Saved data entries
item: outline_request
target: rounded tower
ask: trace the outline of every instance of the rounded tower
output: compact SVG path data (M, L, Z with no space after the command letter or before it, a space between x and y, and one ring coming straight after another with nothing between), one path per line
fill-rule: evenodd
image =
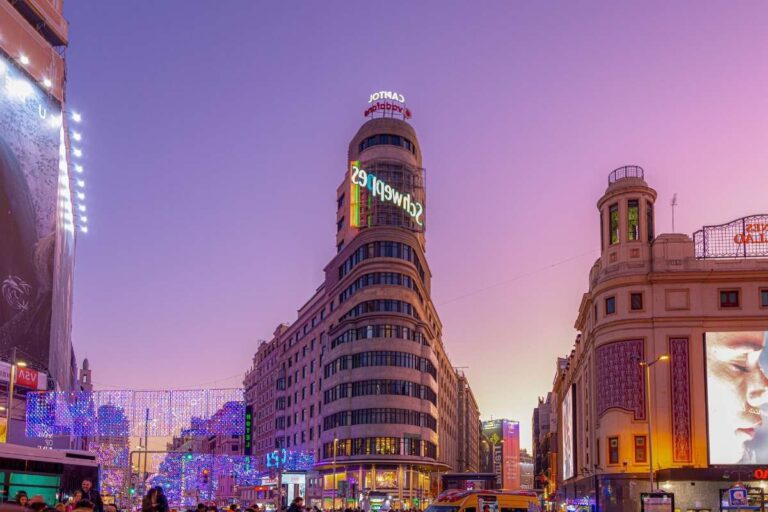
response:
M650 260L655 202L642 167L626 165L608 175L608 188L597 202L602 268Z
M407 507L446 469L438 377L447 358L430 299L421 148L404 120L377 118L352 138L347 160L338 254L326 267L337 305L322 359L318 469L326 490L389 493Z

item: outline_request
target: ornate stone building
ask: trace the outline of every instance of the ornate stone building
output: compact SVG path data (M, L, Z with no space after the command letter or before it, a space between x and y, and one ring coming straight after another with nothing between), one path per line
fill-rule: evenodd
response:
M718 510L729 479L768 464L768 217L656 236L643 170L608 181L601 256L554 386L559 499L636 511L652 470L676 508Z

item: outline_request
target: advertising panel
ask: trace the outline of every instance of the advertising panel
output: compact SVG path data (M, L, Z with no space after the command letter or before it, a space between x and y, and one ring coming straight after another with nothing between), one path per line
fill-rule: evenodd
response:
M502 422L504 444L502 445L503 488L520 489L520 424L516 421Z
M767 331L704 336L710 464L768 463Z
M74 234L63 140L60 105L0 55L0 356L17 347L68 387Z
M568 480L573 477L573 388L568 388L563 398L560 427L563 439L563 480Z

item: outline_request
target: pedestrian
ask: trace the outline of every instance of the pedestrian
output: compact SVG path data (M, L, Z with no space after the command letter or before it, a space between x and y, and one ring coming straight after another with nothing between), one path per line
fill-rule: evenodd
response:
M14 503L17 505L21 505L22 507L27 506L27 502L29 502L29 496L27 496L27 491L19 491L16 493L16 497L13 498Z
M304 510L304 498L296 496L293 498L293 503L288 507L288 512L302 512Z
M57 503L53 508L56 512L67 512L67 506L64 503Z
M65 512L72 512L72 510L75 508L75 505L77 505L77 502L83 499L83 491L77 490L72 493L72 496L69 497L69 500L67 500L66 507L67 510Z
M94 508L96 505L91 500L80 500L77 503L75 503L75 508L72 509L72 512L94 512Z
M35 494L27 502L27 507L29 507L30 510L34 510L35 512L42 512L42 510L47 508L48 505L45 504L45 498L43 498L42 495Z
M83 483L80 484L80 490L83 495L82 499L93 503L94 512L104 512L104 502L101 501L101 494L93 488L93 481L90 478L83 479Z
M141 512L169 512L168 500L159 485L151 488L141 502Z

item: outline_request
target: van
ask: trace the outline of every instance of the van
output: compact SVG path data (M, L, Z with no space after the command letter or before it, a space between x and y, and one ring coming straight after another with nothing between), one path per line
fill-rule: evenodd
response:
M447 491L426 512L541 512L533 491Z

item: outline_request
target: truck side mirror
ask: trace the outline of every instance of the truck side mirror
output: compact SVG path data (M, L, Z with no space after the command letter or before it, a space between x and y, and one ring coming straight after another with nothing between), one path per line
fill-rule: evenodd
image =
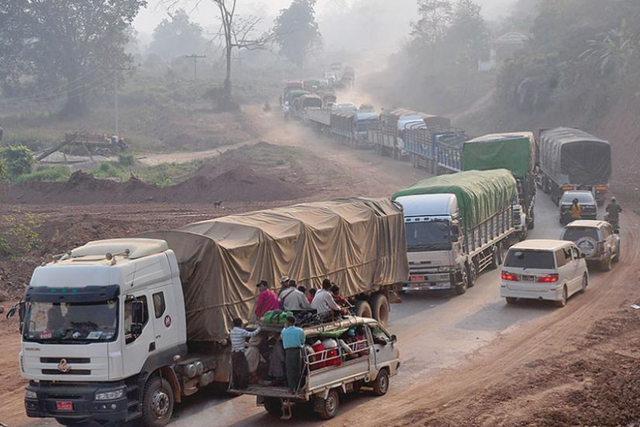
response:
M11 307L9 309L9 311L7 311L7 319L11 319L13 316L16 315L16 311L18 311L18 305L14 305L13 307Z
M138 337L142 334L144 323L144 304L142 301L131 302L131 334Z
M395 335L391 335L391 342L398 342L398 337Z

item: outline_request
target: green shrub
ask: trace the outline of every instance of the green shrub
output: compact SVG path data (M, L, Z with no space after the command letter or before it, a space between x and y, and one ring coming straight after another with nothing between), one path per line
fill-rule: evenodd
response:
M33 156L31 150L24 145L10 145L0 148L0 159L4 161L9 178L12 180L31 172Z
M118 163L120 166L130 168L136 164L136 156L133 153L120 153L118 154Z
M46 168L37 170L35 172L20 175L16 182L64 182L68 181L71 176L71 170L66 166L55 166L52 168Z
M4 165L2 159L0 159L0 182L7 179L7 168Z
M40 243L42 221L30 212L0 212L0 258L25 255Z
M86 171L98 179L116 178L123 181L129 177L129 172L118 163L100 162L98 169L94 171Z

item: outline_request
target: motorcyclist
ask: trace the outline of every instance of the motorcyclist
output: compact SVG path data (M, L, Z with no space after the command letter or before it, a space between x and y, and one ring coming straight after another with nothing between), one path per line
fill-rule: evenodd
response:
M578 199L573 199L573 203L569 208L569 214L571 221L577 221L582 218L582 206L580 205L580 201Z
M607 219L609 220L609 222L611 222L617 227L618 222L620 220L620 213L622 212L622 208L618 204L618 201L616 200L615 197L611 198L611 203L607 205L606 211L607 211Z
M265 101L264 107L262 108L264 109L264 111L271 111L271 104L269 104L269 101Z

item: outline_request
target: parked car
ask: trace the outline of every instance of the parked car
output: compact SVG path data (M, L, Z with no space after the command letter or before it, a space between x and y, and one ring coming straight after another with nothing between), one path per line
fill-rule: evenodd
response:
M582 206L581 219L596 219L598 217L598 205L590 191L567 191L560 199L560 224L565 223L565 215L571 208L574 199L578 199L578 203Z
M356 331L356 340L347 344L341 337L349 329ZM261 323L260 330L268 337L267 342L275 343L272 338L280 336L282 325ZM369 388L375 396L387 393L389 378L396 375L400 367L400 351L396 336L378 321L349 316L304 326L303 330L308 343L319 344L318 341L325 339L337 342L329 347L322 341L324 348L313 347L313 351L303 352L303 378L297 390L261 381L244 389L231 386L229 391L256 396L258 405L264 405L267 412L283 419L291 417L291 406L313 402L313 410L325 420L338 413L340 394L364 388ZM361 336L358 330L363 333ZM349 347L348 352L345 347Z
M573 221L564 228L561 240L574 242L585 255L587 264L598 264L604 271L620 259L620 236L605 221Z
M575 243L525 240L507 253L500 294L507 304L537 299L564 307L573 294L586 291L588 285L587 263Z

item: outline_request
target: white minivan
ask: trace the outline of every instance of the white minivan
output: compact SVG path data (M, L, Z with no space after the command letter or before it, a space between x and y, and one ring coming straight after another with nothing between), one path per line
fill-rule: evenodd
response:
M500 295L513 304L518 299L555 301L564 307L589 285L587 263L573 242L525 240L512 246L502 267Z

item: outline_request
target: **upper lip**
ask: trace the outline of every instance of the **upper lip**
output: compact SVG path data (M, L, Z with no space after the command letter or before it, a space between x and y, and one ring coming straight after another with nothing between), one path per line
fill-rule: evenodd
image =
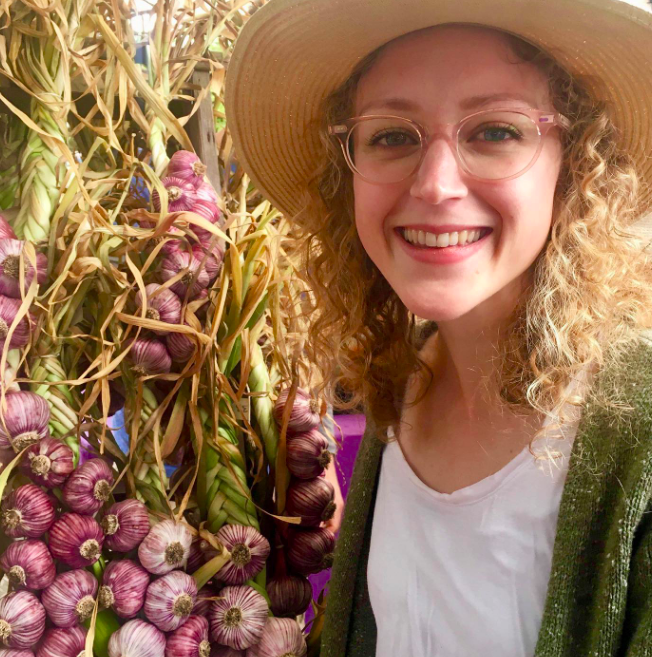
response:
M463 226L461 224L443 224L442 226L431 226L429 224L408 224L406 226L397 226L397 230L422 230L424 233L461 233L463 230L492 230L489 226Z

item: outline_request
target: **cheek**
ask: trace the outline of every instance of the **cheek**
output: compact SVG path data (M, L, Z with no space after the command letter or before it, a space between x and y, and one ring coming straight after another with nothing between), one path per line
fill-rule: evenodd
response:
M360 241L369 257L376 262L381 251L387 248L385 239L386 218L397 202L397 195L388 185L370 185L354 179L354 217Z

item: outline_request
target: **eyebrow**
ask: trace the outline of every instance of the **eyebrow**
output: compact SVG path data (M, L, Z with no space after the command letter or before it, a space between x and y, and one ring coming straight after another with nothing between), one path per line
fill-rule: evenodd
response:
M492 103L498 103L505 100L516 100L519 102L525 103L528 107L534 107L536 103L532 103L531 99L526 98L519 93L495 93L495 94L481 94L478 96L470 96L465 98L460 102L460 109L471 110L478 109L480 107L485 107L491 105ZM413 103L407 98L385 98L383 100L374 100L370 103L367 103L361 110L360 114L364 114L370 108L382 108L382 109L391 109L398 111L416 111L419 109L419 105Z

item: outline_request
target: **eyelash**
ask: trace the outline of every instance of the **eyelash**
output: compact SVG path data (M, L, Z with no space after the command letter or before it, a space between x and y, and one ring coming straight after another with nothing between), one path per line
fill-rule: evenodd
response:
M522 139L523 135L512 125L498 125L498 124L493 124L493 125L486 125L486 126L480 126L477 131L476 135L480 132L484 132L486 130L504 130L505 132L509 133L514 139L520 140ZM393 134L402 134L407 136L408 138L411 137L409 133L406 132L401 132L400 130L392 130L392 129L386 129L382 130L381 132L376 133L375 135L372 135L369 140L367 141L367 146L375 146L378 144L378 142L383 138L386 137L387 135L393 135Z

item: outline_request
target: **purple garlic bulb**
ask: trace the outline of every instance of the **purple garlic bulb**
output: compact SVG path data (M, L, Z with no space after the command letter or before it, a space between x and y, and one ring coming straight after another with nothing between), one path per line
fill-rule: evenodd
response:
M48 546L34 539L11 543L0 559L0 566L17 589L40 591L50 586L56 576Z
M190 616L168 636L165 657L210 657L208 621L203 616Z
M250 586L226 586L211 605L211 638L236 650L260 641L269 608L265 598Z
M64 513L50 528L50 552L72 568L94 564L102 553L104 534L90 516Z
M87 570L67 570L43 591L41 602L57 627L74 627L93 614L97 587Z
M7 393L5 401L6 410L0 410L0 448L12 447L18 453L50 435L50 407L41 395L20 390Z
M95 515L111 496L115 480L103 459L91 459L77 468L63 487L63 499L75 512Z
M85 627L56 627L45 633L36 657L83 657L85 646Z
M129 559L111 561L104 570L98 593L100 607L121 618L133 618L145 602L149 573Z
M109 657L165 657L165 634L138 618L109 639Z
M0 641L7 648L31 648L45 630L45 609L29 591L0 598Z
M52 500L34 484L16 488L2 503L2 527L11 538L40 538L54 517Z
M145 596L145 616L159 630L171 632L183 625L195 606L195 580L180 570L173 570L153 581Z
M70 447L56 438L43 438L23 454L23 472L39 486L58 488L75 469Z
M231 553L231 560L217 573L218 579L227 584L244 584L264 568L269 541L253 527L224 525L216 538Z
M150 573L165 575L186 565L191 542L192 534L184 524L163 520L138 546L138 558Z
M106 534L106 547L116 552L129 552L149 534L147 507L139 500L117 502L102 518L102 529Z

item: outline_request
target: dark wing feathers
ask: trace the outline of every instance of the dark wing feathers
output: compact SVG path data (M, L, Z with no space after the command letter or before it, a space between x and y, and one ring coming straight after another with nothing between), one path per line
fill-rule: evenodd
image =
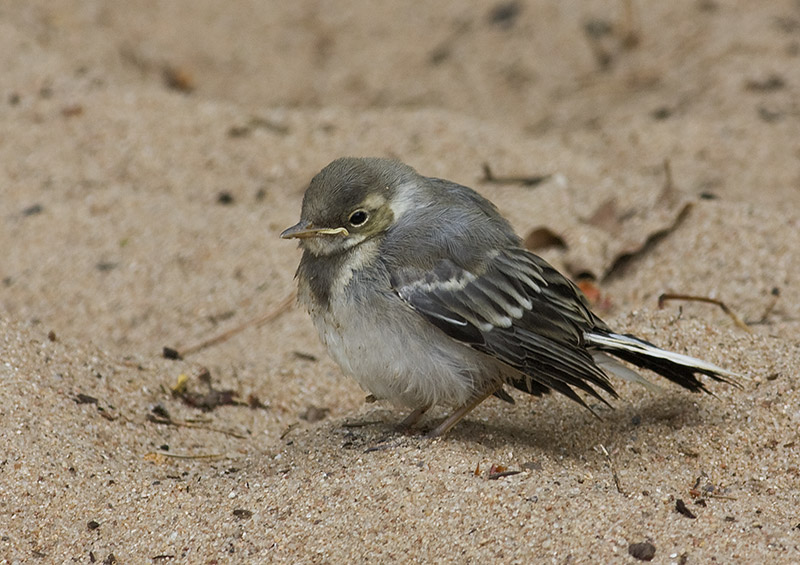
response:
M604 327L579 291L543 260L520 248L488 259L478 273L442 259L424 272L396 269L392 284L412 308L450 337L513 369L508 384L540 395L558 391L586 406L576 390L616 397L583 346Z
M452 308L423 292L414 295L415 310L423 314L430 323L450 337L469 345L482 344L483 335L480 330L466 318L457 314Z

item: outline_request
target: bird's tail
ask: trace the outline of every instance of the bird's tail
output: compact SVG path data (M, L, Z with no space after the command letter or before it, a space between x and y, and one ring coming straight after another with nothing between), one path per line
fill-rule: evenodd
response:
M633 363L637 367L650 369L693 392L708 392L705 385L698 380L697 374L707 375L716 381L722 381L737 387L741 386L737 379L743 378L742 375L737 375L727 369L688 355L666 351L632 335L620 335L611 332L586 333L584 338L586 345L596 350L593 353L593 357L600 367L619 377L638 382L649 388L655 387L655 385L646 381L638 373L617 363L605 353L610 353L615 357Z

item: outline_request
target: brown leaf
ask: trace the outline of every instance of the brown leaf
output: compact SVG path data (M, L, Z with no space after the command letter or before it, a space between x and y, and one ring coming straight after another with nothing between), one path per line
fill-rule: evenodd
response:
M581 279L575 283L596 313L604 314L611 311L611 298L600 291L600 288L591 279Z
M622 224L621 214L617 208L617 199L612 196L600 204L584 222L610 234L618 233Z
M525 248L530 251L541 251L551 247L566 249L567 244L560 235L550 228L534 228L525 236Z
M574 278L592 273L595 280L607 282L620 275L629 262L638 259L687 217L692 200L673 182L672 169L664 161L662 181L654 187L648 204L631 205L617 194L603 201L570 233L570 249L564 264ZM657 196L656 196L657 195Z
M161 69L161 77L167 87L185 94L192 92L195 88L194 77L186 69L164 65Z
M501 465L500 463L494 463L491 467L489 467L489 474L493 475L494 473L504 473L508 467L505 465Z

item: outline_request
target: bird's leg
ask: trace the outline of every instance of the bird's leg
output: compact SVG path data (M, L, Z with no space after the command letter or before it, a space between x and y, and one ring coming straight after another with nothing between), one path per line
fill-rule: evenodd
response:
M491 387L484 392L478 394L472 400L458 408L455 412L450 414L442 423L438 426L433 428L430 432L428 432L428 437L439 437L441 435L446 434L450 431L450 428L455 426L457 423L461 421L461 418L469 414L473 408L475 408L478 404L489 398L497 391L497 387Z
M411 414L406 416L403 419L403 421L397 425L397 429L402 432L408 430L411 426L419 422L419 419L422 418L422 415L428 411L428 408L430 408L430 406L422 406L420 408L415 408L414 411L411 412Z

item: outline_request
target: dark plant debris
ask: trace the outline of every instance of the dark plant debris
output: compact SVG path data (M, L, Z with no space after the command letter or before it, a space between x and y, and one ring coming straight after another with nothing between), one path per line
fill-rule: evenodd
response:
M493 464L489 467L489 473L486 475L486 480L489 481L496 481L497 479L501 479L503 477L511 477L513 475L519 475L522 471L512 471L505 465L500 465L499 463Z
M500 29L511 29L522 13L522 5L517 0L500 2L489 11L489 23Z
M312 362L317 361L316 355L312 355L311 353L305 353L303 351L292 351L292 355L294 355L295 358L300 359L301 361L312 361Z
M41 204L31 204L27 208L22 209L23 216L36 216L44 212L44 206Z
M652 112L650 112L650 117L654 120L666 120L667 118L671 117L674 110L669 106L659 106Z
M211 383L210 371L202 367L196 375L197 380L206 387L205 392L193 392L189 390L189 379L185 375L178 378L178 382L172 387L172 395L180 398L184 404L192 408L199 408L203 412L211 412L220 406L245 406L247 403L236 399L236 391L232 389L216 389Z
M675 216L674 222L657 231L652 232L647 239L638 246L631 247L629 249L623 250L621 253L617 255L617 257L612 261L611 266L608 267L603 273L603 276L600 277L603 281L608 281L617 274L624 271L624 269L635 259L638 257L642 257L647 254L650 250L652 250L655 245L664 239L667 235L675 231L675 229L686 219L689 215L689 210L692 207L691 202L687 202Z
M234 198L231 192L227 190L222 190L217 193L217 204L222 204L223 206L230 206L234 203L236 198Z
M536 186L549 179L552 175L521 175L521 176L496 176L489 163L483 164L483 178L481 182L491 184L521 184L522 186Z
M744 83L745 90L750 92L770 92L786 86L781 75L773 74L764 79L750 79Z
M724 489L722 490L722 492L720 492L720 488L708 480L708 475L704 471L701 472L700 475L697 477L697 479L694 482L694 486L689 489L689 496L701 500L704 498L736 500L735 497L726 495ZM703 504L701 504L700 506L703 505L705 505L705 501L703 501Z
M164 346L164 348L161 350L161 355L164 357L164 359L183 359L183 356L180 354L180 352L173 347Z
M657 199L657 206L658 208L666 208L673 213L670 223L651 232L644 241L631 242L623 247L600 277L601 281L608 281L623 272L633 260L645 255L658 242L675 231L688 216L692 208L692 202L684 200L681 192L676 189L672 180L672 167L669 159L664 160L664 186ZM613 202L604 202L587 221L593 221L593 225L596 227L604 227L612 235L623 234L626 230L625 220L628 219L630 214L618 212L616 220L614 220L613 212L615 211L616 205Z
M94 396L89 396L88 394L83 394L79 392L75 395L75 403L76 404L97 404L97 399Z
M215 428L213 426L208 426L202 423L197 422L185 422L181 420L175 420L170 416L169 411L164 408L162 405L157 404L150 409L150 413L147 415L147 421L152 422L153 424L160 424L162 426L175 426L176 428L194 428L198 430L208 430L211 432L217 432L220 434L225 434L228 436L232 436L238 439L246 439L247 436L232 432L230 430L223 430L220 428ZM163 448L163 446L161 446ZM159 448L161 449L161 448ZM162 449L160 456L169 456L169 457L176 457L176 458L206 458L206 457L218 457L217 455L198 455L198 456L181 456L181 455L171 455L167 453L165 450Z
M523 467L524 467L524 465L523 465ZM505 465L502 465L500 463L493 463L489 467L489 471L486 473L486 480L487 481L496 481L496 480L501 479L503 477L511 477L511 476L514 476L514 475L519 475L520 473L522 473L522 471L513 471L513 470L510 470ZM475 477L480 477L481 476L481 464L480 463L475 465L475 470L472 472L472 474Z
M231 126L228 128L228 137L247 137L255 130L263 129L276 135L284 136L289 134L289 126L270 120L267 118L252 117L250 120L240 126Z
M633 2L624 1L623 8L622 21L618 24L601 18L591 18L583 24L584 36L601 71L610 70L618 55L634 49L641 42L641 26L636 21Z
M269 408L268 404L264 404L264 402L262 402L261 399L253 393L247 395L247 405L253 410L259 408L266 410L267 408Z
M253 517L253 512L245 510L244 508L235 508L233 510L233 517L238 520L249 520Z
M683 514L684 516L686 516L687 518L691 518L692 520L697 518L697 516L695 516L694 513L691 510L689 510L689 508L687 508L686 503L683 501L682 498L678 498L675 500L675 510L679 514Z

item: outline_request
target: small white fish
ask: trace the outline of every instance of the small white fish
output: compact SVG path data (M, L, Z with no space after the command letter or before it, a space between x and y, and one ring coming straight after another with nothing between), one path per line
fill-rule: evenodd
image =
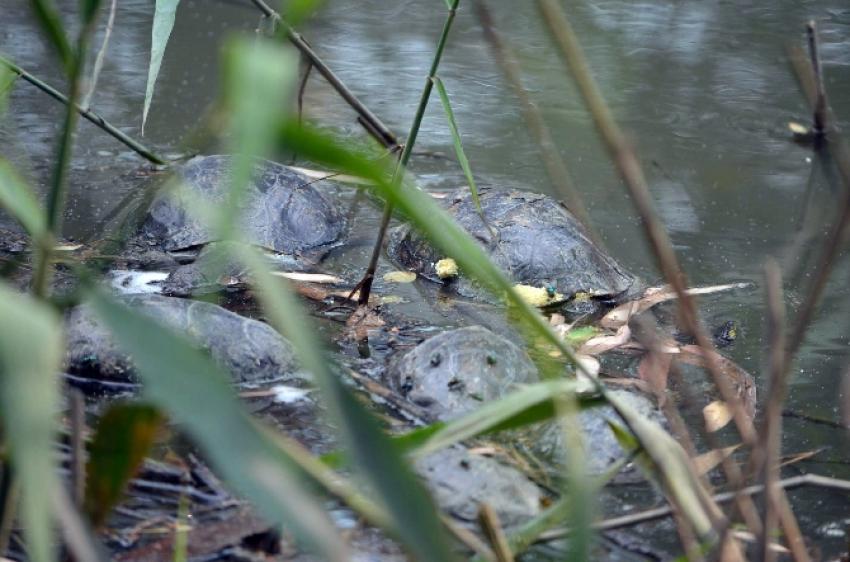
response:
M291 281L302 281L305 283L342 283L343 280L326 273L302 273L299 271L272 271L276 277L284 277Z
M294 404L296 402L306 400L307 396L311 392L311 389L309 388L297 388L295 386L286 386L282 384L273 386L270 390L274 392L275 402L279 402L281 404Z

[AIM OF THE TASK]:
Find every line in the records above that contains the word "panel", and copy each one.

[OUTPUT FOR THIS TASK]:
target: advertising panel
ask: trace the outline of every instance of the advertising panel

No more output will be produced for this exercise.